- [KUTIPAN TEKS]
Sekretaris Perkumpulan Perusahaan Gadai Indonesia (PPGI), Holilur Rohman, menjelaskan bahwa sama seperti tahun-tahun sebelumnya, tren peningkatan bisnis gadai akan terjadi menjelang Ramadhan hingga lebaran. Setidaknya, di Ramadhan hingga lebaran tahun ini tren bisnis gadai dapat meningkat di kisaran 10-15 persen.

Meski begitu, tren akan kembali melandai setelah lebaran karena konsumsi hanya akan ditujukan untuk kebutuhan rutin saja.

Namun, Holilur optimistis bisnis gadai masih akan terus bergeliat karena masih banyak masyarakat dari kalangan kelas menengah ke bawah membutuhkan layanan gadai.

“Diharapkan bisnis gadai tetap naik, seandainya turun enggak signifikan. [Karena] antarpelaku bisnis gadai dari sektor keuangan mana saja mempunyai playing field yang sama,” kata Holilur, Selasa (25/3/2025).

Secara historis, permintaan terhadap pembiayaan cenderung meningkat menjelang lebaran. Bagi masyarakat yang belum terjamah oleh perbankan (unbankable), gadai dan pinjaman daring (pindar) atau pinjaman online (pinjol) adalah jawaban.

Menurut Direktur Ekonomi Digital Center of Economic and Law Studies (Celios), Nailul Huda, pembiayaan ini cenderung digunakan untuk keperluan mudik atau keperluan lebaran lainnya, seperti membeli pakaian baru, membuat makanan atau kue-kue khas lebaran, bahkan pemberian THR untuk sanak saudara.

“Mereka yang tidak cukup biaya, memilih untuk mencari pembiayaan atau utang. Dulu, mungkin bisa berutang ke tetangga atau keluarga. Sekarang, beralih ke gadai bagi masyarakat yang memang tidak terlayani perbankan dan juga tidak cukup adaptif dengan teknologi,” papar Nailul kepada Tirto, dikutip Jumat (28/3/2025).

Badai PHK dan Penurunan Daya Beli Jadi Pemicu

Jika dilihat dari data geografis, permintaan gadai cenderung tumbuh lebih tinggi di luar Jawa. Dari data Otoritas Jasa Keuangan (OJK), transaksi gadai di Luar Jawa mencapai Rp47,35 triliun, atau sekitar 53,78 persen dari total transaksi gadai nasional yang senilai Rp88,05 triliun.

Sementara itu, transaksi pinjaman gadai di Pulau Jawa sepanjang 2024 lalu mencapai Rp40,70 triliun, dengan pinjaman diakses oleh 13,60 juta nasabah. Meski lebih rendah dari transaksi pinjaman gadai di Luar Jawa, realisasi pinjaman gadai di Pulau Jawa tercatat tumbuh 27,6 persen secara tahunan (year on year/yoy).

- [YANG HARUS DIKERJAKAN]
A) Salin bagian teks tentang bisnis gadai di atas, mulai dari "Secara historis, permintaan" sampai dengan "(pinjol) adalah jawaban.".
B) Menurut teks tentang bisnis gadai, berapa persen tren bisnis gadai dapat meningkat pada Ramadhan hingga lebaran tahun ini?

- [DATA]
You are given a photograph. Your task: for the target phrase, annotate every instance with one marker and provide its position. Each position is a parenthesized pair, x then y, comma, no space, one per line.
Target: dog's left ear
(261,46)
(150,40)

- [SOAL TERJAWAB]
A)
Secara historis, permintaan terhadap pembiayaan cenderung meningkat menjelang lebaran. Bagi masyarakat yang belum terjamah oleh perbankan (unbankable), gadai dan pinjaman daring (pindar) atau pinjaman online (pinjol) adalah jawaban.

B) Di kisaran 10-15 persen.